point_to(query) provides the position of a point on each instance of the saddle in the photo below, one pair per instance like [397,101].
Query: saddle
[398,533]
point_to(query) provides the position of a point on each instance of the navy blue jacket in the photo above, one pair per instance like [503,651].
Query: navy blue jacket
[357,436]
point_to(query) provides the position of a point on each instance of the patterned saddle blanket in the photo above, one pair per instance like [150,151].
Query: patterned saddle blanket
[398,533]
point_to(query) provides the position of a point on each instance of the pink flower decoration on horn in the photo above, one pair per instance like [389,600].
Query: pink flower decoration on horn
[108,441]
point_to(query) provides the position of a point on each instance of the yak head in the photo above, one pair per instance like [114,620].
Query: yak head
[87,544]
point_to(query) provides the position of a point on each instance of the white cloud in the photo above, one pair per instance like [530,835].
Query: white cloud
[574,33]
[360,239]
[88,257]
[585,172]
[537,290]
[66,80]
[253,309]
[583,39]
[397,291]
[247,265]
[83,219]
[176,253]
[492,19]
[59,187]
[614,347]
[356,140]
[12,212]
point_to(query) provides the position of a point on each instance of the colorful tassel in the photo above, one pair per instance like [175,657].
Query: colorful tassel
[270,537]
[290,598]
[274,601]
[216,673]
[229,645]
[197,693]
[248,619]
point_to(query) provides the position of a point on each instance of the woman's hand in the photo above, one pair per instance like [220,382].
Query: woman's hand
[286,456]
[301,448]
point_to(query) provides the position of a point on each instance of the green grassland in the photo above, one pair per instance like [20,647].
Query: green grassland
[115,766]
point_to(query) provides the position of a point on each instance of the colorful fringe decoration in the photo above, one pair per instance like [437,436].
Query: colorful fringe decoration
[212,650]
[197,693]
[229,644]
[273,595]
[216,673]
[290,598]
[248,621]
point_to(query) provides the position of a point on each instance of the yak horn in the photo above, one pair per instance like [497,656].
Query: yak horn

YOUR TASK: Put every line of the material above into a Markdown table with two columns, Row and Line. Number each row, and leave out any blank lines.

RESPONSE FOR THIS EXERCISE:
| Row | Line |
|---|---|
| 1 | point_to(query) provides the position of a point on each instance of the saddle in the photo below, one pair per instance like [397,101]. |
| 2 | Query: saddle |
| 3 | [398,533] |
| 4 | point_to(query) provides the position of a point on each instance of the navy blue jacket in the photo above, one pair per instance like [503,651]. |
| 5 | Query: navy blue jacket |
| 6 | [357,436] |
| 7 | point_to(query) provides the position of a point on each instance of the patterned saddle blanket in the photo above, one pair per instance like [150,151]. |
| 8 | Query: patterned saddle blanket |
| 9 | [398,533] |
| 10 | point_to(query) provides the position of a point on each instance of the pink flower decoration on horn in the photo above, one pair per instance like [389,600]. |
| 11 | Query: pink flower decoration on horn |
| 12 | [108,441] |
| 13 | point_to(query) provides the position of a point on each instance of the yak head in the photo above, one pair per instance like [114,620]. |
| 14 | Query: yak head |
| 15 | [87,544] |
| 16 | point_to(query) provides the position of a point on each instance of the white cloud in the photo above, one pair per instance like [530,835]. |
| 17 | Query: white cloud |
| 18 | [574,33] |
| 19 | [360,239] |
| 20 | [88,257] |
| 21 | [585,172] |
| 22 | [537,290] |
| 23 | [66,80] |
| 24 | [253,309] |
| 25 | [583,39] |
| 26 | [397,291] |
| 27 | [247,265] |
| 28 | [83,219] |
| 29 | [176,253] |
| 30 | [492,19] |
| 31 | [59,187] |
| 32 | [614,347] |
| 33 | [356,140] |
| 34 | [12,212] |
| 35 | point_to(query) provides the position of a point on each instance of the colorful tassel in the photo above, one pair per instance like [175,657]. |
| 36 | Query: colorful tassel |
| 37 | [270,537] |
| 38 | [290,598] |
| 39 | [274,601] |
| 40 | [216,673] |
| 41 | [229,645] |
| 42 | [197,693] |
| 43 | [248,619] |
| 44 | point_to(query) provides the position of a point on each instance of the woman's hand in the photo above, one pair per instance like [220,382]. |
| 45 | Query: woman's hand |
| 46 | [286,456] |
| 47 | [301,448] |
| 48 | point_to(query) provides the position of a point on each instance of the green grassland in the photo above, one pair per instance like [20,647]. |
| 49 | Query: green grassland |
| 50 | [115,766] |
| 51 | point_to(query) provides the position of a point on each instance of the colorful fringe decoration in the photo above, one pair per instance like [437,436]. |
| 52 | Query: colorful fringe decoration |
| 53 | [212,650] |
| 54 | [197,693] |
| 55 | [229,644] |
| 56 | [273,595] |
| 57 | [216,673] |
| 58 | [290,598] |
| 59 | [248,621] |
| 60 | point_to(query) provides the position of a point on each instance of the yak horn in the photo above, one pair per instance like [497,656]. |
| 61 | Query: yak horn |